# ASSIGNED TASK 1
In the article on mindfulness-based interventions for veterans with chronic pain, how many veterans were randomly assigned to the study arms?
# ASSIGNED TASK 2
In the article on mindfulness-based interventions for veterans with chronic pain, turn the paragraph beginning "The study population had a mean age" into a short bulleted list that keeps its main facts.

# DOCUMENT EXCERPT
»»
A large-scale randomized clinical trial found that telehealth-delivered mindfulness-based interventions may improve pain-related functioning and other outcomes among veterans with chronic pain compared with usual care.
In the study, published in JAMA Internal Medicine, researchers from the VA Health Systems Research Center and other institutions evaluated the effectiveness of group and self-paced mindfulness-based interventions (MBIs) in veterans with chronic pain over a 1-year period.
The researchers randomly assigned 811 veterans with moderate to severe chronic pain to one of three arms: group MBI (n = 270), self-paced MBI (n = 271), or usual care (n = 270). The primary outcome was pain-related function measured by the Brief Pain Inventory (BPI) interference scale at 10 weeks, 6 months, and 1 year.
The study population had a mean age of 54.6 years (standard deviation [SD] = 12.9) and included 387 women (47.7%). The racial and ethnic breakdown was: 66.1% White, 25.2% Black, 6.3% Hispanic, 1.2% American Indian/Alaska Native, 0.7% Asian American, and 0.1% Native Hawaiian/Pacific Islander. Nearly half (49.8%) had a bachelor's degree or higher, while only 30.6% reported a comfortable household financial situation.
Among the key findings were:
- Averaged across all follow-up time points, BPI interference scores were significantly lower for both MBI groups compared with usual care (group MBI vs control difference = –0.4, 95% confidence interval [CI] = –0.7 to –0.2; self-paced vs control difference = –0.7, 95% CI = –1.0 to –0.4).
- The probability of achieving 30% improvement from baseline in BPI interference scores was significantly greater for the group MBI at 10 weeks (33.6%) and 6 months (34.4%) compared with usual care (15.9% and 22.2%, respectively).
- The self-paced MBI showed significantly higher rates of 30% improvement at all time points, including 1 year (42.2% vs 24.1% for usual care).
- Both MBI arms had significantly better scores on secondary outcomes including pain intensity, physical function, anxiety, fatigue, sleep disturbance, social roles and activities, depression, and post-traumatic stress disorder.
««
# ENTRIES SHOWN
»»
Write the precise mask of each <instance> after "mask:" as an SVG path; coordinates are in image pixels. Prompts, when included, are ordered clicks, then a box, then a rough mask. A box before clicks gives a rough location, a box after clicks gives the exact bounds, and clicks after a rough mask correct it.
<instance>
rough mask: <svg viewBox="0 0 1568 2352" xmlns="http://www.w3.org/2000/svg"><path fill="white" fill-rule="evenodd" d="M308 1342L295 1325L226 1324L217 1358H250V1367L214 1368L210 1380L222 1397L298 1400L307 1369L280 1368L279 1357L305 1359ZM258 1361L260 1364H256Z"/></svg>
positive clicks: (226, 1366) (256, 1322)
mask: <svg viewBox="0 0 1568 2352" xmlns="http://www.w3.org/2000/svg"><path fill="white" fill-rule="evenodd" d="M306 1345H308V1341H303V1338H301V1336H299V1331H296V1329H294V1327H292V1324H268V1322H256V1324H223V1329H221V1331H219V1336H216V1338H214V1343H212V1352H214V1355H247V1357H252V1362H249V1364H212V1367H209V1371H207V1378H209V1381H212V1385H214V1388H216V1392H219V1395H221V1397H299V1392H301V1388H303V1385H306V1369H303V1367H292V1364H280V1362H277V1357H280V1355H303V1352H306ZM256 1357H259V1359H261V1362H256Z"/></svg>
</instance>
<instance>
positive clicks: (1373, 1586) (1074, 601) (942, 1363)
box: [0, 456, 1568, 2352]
««
# TASK OUTPUT 1
811 veterans.

# TASK OUTPUT 2
- Mean age: 54.6 years (SD = 12.9)
- Women: 387 (47.7%)
- Race and ethnicity: 66.1% White, 25.2% Black, 6.3% Hispanic, 1.2% American Indian/Alaska Native, 0.7% Asian American, 0.1% Native Hawaiian/Pacific Islander
- Education: 49.8% had a bachelor's degree or higher
- Finances: 30.6% reported a comfortable household financial situation